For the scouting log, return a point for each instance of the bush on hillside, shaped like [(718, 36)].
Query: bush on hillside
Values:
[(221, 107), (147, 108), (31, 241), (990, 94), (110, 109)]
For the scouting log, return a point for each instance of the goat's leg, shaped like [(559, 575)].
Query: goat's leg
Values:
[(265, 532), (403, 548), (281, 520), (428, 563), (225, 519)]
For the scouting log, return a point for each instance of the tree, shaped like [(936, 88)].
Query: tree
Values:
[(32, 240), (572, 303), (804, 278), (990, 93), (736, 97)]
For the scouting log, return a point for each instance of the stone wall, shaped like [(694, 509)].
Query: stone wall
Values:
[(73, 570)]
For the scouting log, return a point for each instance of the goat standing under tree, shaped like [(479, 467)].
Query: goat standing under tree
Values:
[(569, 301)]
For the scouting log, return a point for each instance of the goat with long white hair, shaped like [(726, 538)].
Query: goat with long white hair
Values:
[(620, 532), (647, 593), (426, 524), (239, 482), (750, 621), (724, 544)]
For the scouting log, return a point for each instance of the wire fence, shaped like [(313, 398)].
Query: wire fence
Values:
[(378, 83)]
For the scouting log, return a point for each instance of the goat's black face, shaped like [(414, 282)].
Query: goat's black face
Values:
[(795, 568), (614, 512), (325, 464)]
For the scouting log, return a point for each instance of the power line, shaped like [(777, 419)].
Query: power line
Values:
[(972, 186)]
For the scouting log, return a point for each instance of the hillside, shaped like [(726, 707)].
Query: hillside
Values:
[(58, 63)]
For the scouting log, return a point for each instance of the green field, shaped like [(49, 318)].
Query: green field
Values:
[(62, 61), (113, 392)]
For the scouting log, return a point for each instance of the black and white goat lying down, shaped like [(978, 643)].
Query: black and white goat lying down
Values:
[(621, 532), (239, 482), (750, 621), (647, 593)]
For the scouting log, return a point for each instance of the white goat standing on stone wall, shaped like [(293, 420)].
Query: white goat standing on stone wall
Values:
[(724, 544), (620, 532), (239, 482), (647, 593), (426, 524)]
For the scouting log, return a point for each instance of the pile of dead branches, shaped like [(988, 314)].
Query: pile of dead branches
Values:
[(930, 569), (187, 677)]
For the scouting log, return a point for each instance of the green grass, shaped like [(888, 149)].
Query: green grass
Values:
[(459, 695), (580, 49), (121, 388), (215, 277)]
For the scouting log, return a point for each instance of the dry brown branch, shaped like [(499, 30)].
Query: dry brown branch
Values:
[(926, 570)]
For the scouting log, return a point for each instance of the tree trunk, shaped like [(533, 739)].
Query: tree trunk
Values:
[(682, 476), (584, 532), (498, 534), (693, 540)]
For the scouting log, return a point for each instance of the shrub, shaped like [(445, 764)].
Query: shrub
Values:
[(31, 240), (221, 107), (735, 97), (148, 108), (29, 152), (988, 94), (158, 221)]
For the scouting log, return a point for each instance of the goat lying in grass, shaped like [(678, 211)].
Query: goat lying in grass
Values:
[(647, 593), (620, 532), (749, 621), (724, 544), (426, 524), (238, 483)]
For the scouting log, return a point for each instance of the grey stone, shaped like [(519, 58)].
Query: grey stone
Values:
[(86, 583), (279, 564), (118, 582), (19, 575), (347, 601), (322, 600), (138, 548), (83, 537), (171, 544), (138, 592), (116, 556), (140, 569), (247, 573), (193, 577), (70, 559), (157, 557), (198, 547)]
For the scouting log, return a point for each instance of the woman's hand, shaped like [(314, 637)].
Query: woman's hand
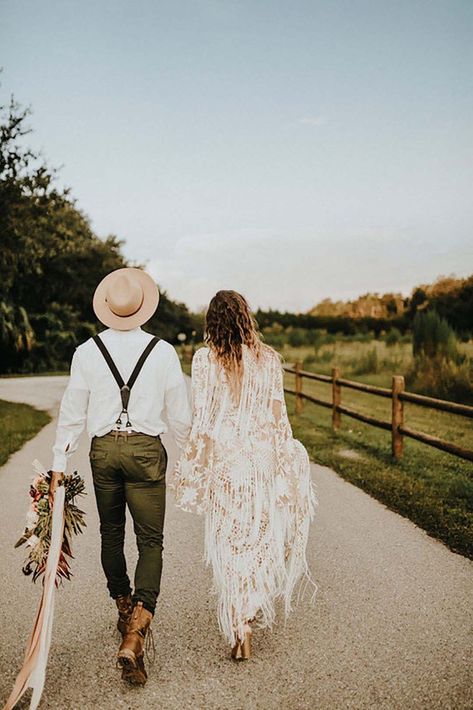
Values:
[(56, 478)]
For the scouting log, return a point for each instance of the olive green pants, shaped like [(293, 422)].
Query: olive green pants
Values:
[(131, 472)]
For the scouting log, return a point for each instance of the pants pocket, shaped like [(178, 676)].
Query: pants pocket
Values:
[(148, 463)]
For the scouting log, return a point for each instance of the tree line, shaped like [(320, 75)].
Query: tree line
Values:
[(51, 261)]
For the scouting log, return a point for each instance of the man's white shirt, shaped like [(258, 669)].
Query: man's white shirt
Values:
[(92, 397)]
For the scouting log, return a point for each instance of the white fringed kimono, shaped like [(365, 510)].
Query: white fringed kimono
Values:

****************************************

**THE PROBLEM**
Turn the lines of all the records above into a JSON list of strings, one string per line, with blank lines dropped and the pictures left out.

**FINAL RESULT**
[
  "For the scouting log, return a point for each instance of the bush on hillside, shaped like [(718, 36)].",
  "Query: bush on hillside",
  "Values:",
  "[(221, 107), (147, 108), (31, 241), (990, 94), (110, 109)]",
  "For the scouting log, return a point for each instance of the goat's leg, shaped like [(559, 575)].",
  "Query: goat's leg",
  "Values:",
  "[(265, 532), (403, 548), (281, 520), (428, 563), (225, 519)]",
  "For the scouting log, return a point for each instance of the tree, shaped like [(936, 88)].",
  "Query: tree",
  "Values:",
  "[(32, 240), (572, 303), (804, 278), (990, 93), (736, 97)]",
  "For the scouting log, return a point for each instance of the stone wall, shaped like [(694, 509)].",
  "Query: stone wall",
  "Values:",
  "[(73, 570)]",
  "For the scouting log, return a point for each instance of the goat standing under tree, shaped like [(479, 467)].",
  "Query: goat standing under tree",
  "Values:",
  "[(569, 301)]",
  "For the scouting log, return a point for each instance of the goat with long white hair, shaped like [(726, 538)].",
  "Query: goat with long white hair",
  "Values:",
  "[(620, 532), (647, 593), (426, 524), (239, 482), (750, 621), (724, 544)]",
  "For the scouting log, return a point for each instance of the wire fence, shaped like [(313, 398)].",
  "Query: wire fence",
  "Values:",
  "[(378, 83)]",
  "For the scouting log, return a point for each instance of the goat's black face, shaped like [(414, 282)].",
  "Query: goat's black face",
  "Values:",
  "[(795, 568), (614, 512), (325, 464)]",
  "For the scouting log, return a point for each instance of the power line, shaped like [(777, 419)].",
  "Query: power line",
  "Values:",
  "[(972, 186)]",
  "For the scouting log, return a point for each instance of the hillside, shaped like [(726, 707)].",
  "Query: hillside",
  "Values:",
  "[(58, 63)]",
  "For the scouting log, return a point for each instance of the green field, shaped like [(49, 318)].",
  "Query: green field",
  "Values:",
  "[(62, 61), (113, 392)]",
  "For the scouting log, return a point for each instance of the black and white goat lying down, shaped like [(978, 643)].",
  "Query: black and white goat lying down",
  "Values:",
  "[(621, 532), (239, 482), (750, 621), (647, 593)]",
  "For the scouting log, return a point for each instance of the white goat standing on stone wall, shaped like [(293, 420)].",
  "Query: white goat standing on stone wall",
  "Values:",
  "[(724, 544), (620, 532), (239, 482), (647, 593), (426, 524)]",
  "For the scouting log, return a point for each instance of the pile of dead branches, shaped like [(988, 314)].",
  "Query: pile of dead branches",
  "Values:",
  "[(930, 569), (187, 677)]",
  "For the scouting log, return a point for each instance of the green grass, shaped like [(888, 149)].",
  "Query: green grass",
  "Values:",
  "[(459, 695), (580, 49), (121, 388), (215, 277)]",
  "For the scouting log, return a point for each instance of the dry brown branch, shaped like [(499, 30)].",
  "Query: dry brown branch",
  "Values:",
  "[(926, 570)]",
  "For the scouting log, return a point for each instance of the tree trunk, shaped like [(533, 739)].",
  "Query: tree trunk",
  "Values:",
  "[(682, 476), (584, 532), (498, 534), (693, 540)]",
  "For the scouting log, return a point for each instance of the shrub, shaped like [(445, 764)].",
  "Query: shrub",
  "Values:",
  "[(31, 240), (221, 107), (735, 97), (148, 108), (29, 152), (988, 94), (158, 221)]",
  "For the scouting log, return a point for each instance of the goat lying in grass, shaped like [(678, 211)].",
  "Query: goat lying in grass",
  "Values:",
  "[(647, 593), (620, 532), (749, 621), (724, 544), (426, 524), (238, 483)]",
  "For the scouting log, return a point for each instance of the grey stone, shaped like [(519, 58)].",
  "Query: grey stone",
  "Values:",
  "[(86, 583), (279, 564), (118, 582), (19, 575), (347, 601), (322, 600), (138, 548), (83, 537), (171, 544), (138, 592), (116, 556), (140, 569), (247, 573), (193, 577), (70, 559), (157, 557), (198, 547)]",
  "For the scouting log, return a point for each instance of the woman's hand, shaped like [(314, 637)].",
  "Query: woman's hand",
  "Values:",
  "[(56, 478)]",
  "For the scouting log, return a point for each instance of the olive green pants, shaped like [(293, 422)].",
  "Query: olive green pants",
  "Values:",
  "[(131, 472)]",
  "For the scouting log, return a point for each instance of the pants pocket, shaped like [(178, 676)].",
  "Query: pants pocket",
  "Values:",
  "[(148, 463)]",
  "For the scouting log, return a point for each instance of the tree line, shaped like [(320, 75)].",
  "Query: tree line",
  "Values:",
  "[(51, 261)]",
  "For the scouting log, return a point for each instance of the man's white shirt, shaped like [(258, 669)].",
  "Query: man's white shirt",
  "Values:",
  "[(92, 397)]",
  "For the scouting log, return a point for each instance of the white fringed kimono, shaped like [(365, 510)].",
  "Query: white fringed kimono",
  "Values:"
]